#### Exercise prompt:
Give back exactly the lines from the one containing "498, row 116." through the end of the records, including both, and no others.

#### Listed records:
::::::::

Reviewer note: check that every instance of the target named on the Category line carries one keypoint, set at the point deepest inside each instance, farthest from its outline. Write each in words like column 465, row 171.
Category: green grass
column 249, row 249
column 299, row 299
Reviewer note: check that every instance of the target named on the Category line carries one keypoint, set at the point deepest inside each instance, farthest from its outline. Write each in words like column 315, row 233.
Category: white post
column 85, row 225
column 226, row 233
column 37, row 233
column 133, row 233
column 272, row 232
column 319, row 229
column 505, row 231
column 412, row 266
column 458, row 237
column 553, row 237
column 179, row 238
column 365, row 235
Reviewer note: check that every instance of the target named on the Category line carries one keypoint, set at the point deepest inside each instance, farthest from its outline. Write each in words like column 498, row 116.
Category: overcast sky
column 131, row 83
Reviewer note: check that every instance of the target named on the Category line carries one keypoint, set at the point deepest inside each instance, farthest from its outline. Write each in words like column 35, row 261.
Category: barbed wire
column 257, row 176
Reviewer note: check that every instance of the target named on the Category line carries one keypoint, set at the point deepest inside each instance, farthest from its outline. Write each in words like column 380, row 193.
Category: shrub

::::::::

#### Output for this exercise:
Reviewer note: check that every instance of the target named on the Category line carries one keypoint, set at the point deepest inside each instance, farthest from its outline. Write each in words like column 498, row 116.
Category: overcast sky
column 131, row 83
Reviewer note: check that every instance of the target named on the Category line carries one keypoint, set at the point deepest inside each instance, farthest from its outline. Write each in words like column 35, row 261.
Category: barbed wire
column 257, row 176
Reviewer note: check that every instance of the target named on the Category line carries one keypoint, set at the point deepest inside each instance, farthest from its outline. Write each in words like column 380, row 193.
Category: shrub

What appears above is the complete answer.